- SELECTED EXCERPT
-------------------------

Pete Hicks... 
Traditional Country Music    
 
 
 
 
(Tom, 2 cousins, Pete)
From a coal oil lamp-lit farmstead 90 miles northeast of Grande Prairie, Alberta, youngster Pete first heard Webb Pierce and Hank Snow and dozens of others who would influence a major portion of his life. With only a huge battery radio as a window to the outside world, he listened to Hank Snow, Wilf Carter, Webb Pierce, Earl Mitton and all the other radio stars of the day. 
 
Lying about his age, Pete’s early-developed baritone voice started him on his radio career just shy of his 16th birthday at CFGP in Grande Prairie, Alberta in 1956. Radio was more free-form then, with announcers selecting their own music or at least having the right to change the music selected by the station librarian.  It was not long before Pete was playing much more of his radio heroes than anything else. The same pattern followed in subsequent stations in Peace River and Lloydminster, Alberta and Saskatoon, Saskatchewan.

-------------------------

Please write out the passage from the Pete Hicks page word for word, starting with "From a coal" and going on through "of the day.".

-------------------------

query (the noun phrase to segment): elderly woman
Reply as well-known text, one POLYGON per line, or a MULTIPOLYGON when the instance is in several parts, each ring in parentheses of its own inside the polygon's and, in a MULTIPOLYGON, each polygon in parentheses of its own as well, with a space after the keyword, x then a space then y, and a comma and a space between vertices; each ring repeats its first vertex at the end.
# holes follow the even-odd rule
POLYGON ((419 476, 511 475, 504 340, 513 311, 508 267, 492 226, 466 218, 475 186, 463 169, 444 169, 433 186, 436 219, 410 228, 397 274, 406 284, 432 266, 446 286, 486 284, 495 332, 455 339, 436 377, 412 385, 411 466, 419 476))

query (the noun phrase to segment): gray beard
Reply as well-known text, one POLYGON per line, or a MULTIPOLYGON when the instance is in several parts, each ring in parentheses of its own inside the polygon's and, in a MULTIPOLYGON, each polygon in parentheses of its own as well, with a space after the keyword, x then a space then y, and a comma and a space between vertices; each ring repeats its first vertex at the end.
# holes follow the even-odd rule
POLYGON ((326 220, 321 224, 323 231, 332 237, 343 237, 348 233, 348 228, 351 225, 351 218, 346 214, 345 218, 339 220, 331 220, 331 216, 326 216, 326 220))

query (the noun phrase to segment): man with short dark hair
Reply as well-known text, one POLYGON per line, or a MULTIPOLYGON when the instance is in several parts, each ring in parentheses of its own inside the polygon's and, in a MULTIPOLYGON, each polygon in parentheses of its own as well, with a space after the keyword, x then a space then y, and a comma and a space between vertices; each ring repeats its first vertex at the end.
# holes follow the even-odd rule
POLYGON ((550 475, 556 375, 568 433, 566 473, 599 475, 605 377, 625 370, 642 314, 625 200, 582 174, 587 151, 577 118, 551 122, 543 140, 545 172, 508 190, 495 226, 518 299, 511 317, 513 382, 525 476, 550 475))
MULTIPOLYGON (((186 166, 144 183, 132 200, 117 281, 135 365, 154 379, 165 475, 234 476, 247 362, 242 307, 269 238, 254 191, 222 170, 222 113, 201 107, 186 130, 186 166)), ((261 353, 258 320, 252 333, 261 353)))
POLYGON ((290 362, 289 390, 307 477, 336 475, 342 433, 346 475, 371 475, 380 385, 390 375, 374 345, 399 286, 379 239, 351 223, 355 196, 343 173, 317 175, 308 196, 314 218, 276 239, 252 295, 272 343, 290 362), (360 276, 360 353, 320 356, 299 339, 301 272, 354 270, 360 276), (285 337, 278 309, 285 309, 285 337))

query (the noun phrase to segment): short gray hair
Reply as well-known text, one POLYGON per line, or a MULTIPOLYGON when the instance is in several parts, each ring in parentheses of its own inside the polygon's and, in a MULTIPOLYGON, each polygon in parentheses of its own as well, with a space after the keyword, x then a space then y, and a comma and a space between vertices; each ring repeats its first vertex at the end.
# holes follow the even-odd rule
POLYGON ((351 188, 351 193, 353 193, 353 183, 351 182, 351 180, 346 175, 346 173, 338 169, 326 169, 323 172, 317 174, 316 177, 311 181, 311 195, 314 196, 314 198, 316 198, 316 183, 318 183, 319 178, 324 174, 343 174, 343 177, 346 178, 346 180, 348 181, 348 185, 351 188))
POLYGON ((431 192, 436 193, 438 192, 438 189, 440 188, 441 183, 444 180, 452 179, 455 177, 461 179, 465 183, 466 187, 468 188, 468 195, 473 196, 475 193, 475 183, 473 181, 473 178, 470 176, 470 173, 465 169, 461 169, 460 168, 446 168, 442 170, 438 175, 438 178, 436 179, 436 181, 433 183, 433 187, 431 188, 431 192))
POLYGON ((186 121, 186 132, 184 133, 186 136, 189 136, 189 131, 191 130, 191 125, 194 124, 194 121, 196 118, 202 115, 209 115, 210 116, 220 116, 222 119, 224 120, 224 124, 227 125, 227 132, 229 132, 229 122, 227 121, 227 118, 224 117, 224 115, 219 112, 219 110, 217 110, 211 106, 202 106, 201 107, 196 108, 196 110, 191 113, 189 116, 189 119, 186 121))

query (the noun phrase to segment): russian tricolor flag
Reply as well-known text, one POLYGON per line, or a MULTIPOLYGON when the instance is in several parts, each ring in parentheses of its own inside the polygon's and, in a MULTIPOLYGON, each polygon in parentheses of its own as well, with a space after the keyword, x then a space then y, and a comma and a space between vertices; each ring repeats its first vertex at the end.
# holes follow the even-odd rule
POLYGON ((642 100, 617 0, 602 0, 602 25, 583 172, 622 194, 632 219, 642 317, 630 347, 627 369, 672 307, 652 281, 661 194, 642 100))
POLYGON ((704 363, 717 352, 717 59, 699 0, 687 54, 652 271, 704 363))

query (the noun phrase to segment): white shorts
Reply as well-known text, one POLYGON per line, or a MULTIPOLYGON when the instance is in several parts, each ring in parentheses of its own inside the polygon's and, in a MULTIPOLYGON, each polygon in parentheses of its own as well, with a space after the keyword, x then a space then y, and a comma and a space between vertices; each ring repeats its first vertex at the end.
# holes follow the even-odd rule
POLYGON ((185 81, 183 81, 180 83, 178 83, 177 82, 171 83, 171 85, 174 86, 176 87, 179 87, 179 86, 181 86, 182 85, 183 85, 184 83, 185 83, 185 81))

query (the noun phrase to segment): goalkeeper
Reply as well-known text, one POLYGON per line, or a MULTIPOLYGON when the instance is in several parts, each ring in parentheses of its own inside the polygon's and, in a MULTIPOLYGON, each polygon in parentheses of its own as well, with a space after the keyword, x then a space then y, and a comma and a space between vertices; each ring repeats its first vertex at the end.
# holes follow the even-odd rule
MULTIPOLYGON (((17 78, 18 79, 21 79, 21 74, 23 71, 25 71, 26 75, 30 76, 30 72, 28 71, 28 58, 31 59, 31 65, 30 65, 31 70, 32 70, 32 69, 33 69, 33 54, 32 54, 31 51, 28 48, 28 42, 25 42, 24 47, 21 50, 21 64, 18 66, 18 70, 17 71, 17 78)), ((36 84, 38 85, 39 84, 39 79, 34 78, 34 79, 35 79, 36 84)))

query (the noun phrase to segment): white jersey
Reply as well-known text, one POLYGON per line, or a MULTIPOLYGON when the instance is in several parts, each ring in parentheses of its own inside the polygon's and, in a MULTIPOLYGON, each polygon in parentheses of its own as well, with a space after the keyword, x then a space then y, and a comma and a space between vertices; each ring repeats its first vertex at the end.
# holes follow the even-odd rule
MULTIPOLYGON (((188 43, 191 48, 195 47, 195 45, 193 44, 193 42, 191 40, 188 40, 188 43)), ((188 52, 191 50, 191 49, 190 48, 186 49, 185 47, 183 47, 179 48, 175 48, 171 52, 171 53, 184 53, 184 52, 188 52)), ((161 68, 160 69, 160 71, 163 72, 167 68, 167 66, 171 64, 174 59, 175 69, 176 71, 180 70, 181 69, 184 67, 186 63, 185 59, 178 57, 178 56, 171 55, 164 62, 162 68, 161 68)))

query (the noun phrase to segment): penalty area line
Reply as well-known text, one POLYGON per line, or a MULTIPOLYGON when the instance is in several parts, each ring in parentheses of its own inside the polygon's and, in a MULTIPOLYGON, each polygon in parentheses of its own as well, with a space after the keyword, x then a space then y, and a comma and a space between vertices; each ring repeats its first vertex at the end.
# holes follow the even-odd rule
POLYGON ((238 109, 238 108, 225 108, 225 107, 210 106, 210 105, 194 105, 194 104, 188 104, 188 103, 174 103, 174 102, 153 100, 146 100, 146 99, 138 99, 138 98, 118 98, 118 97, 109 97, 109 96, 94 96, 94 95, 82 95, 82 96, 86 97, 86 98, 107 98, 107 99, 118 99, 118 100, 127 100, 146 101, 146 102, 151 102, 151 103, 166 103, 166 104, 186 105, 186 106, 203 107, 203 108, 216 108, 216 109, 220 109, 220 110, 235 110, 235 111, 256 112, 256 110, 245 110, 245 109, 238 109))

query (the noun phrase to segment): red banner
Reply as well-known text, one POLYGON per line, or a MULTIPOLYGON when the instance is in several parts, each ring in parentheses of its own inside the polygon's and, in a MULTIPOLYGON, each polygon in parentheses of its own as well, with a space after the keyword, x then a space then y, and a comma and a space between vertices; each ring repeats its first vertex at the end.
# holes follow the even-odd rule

-------------------------

- EXERCISE RESULT
From a coal oil lamp-lit farmstead 90 miles northeast of Grande Prairie, Alberta, youngster Pete first heard Webb Pierce and Hank Snow and dozens of others who would influence a major portion of his life. With only a huge battery radio as a window to the outside world, he listened to Hank Snow, Wilf Carter, Webb Pierce, Earl Mitton and all the other radio stars of the day.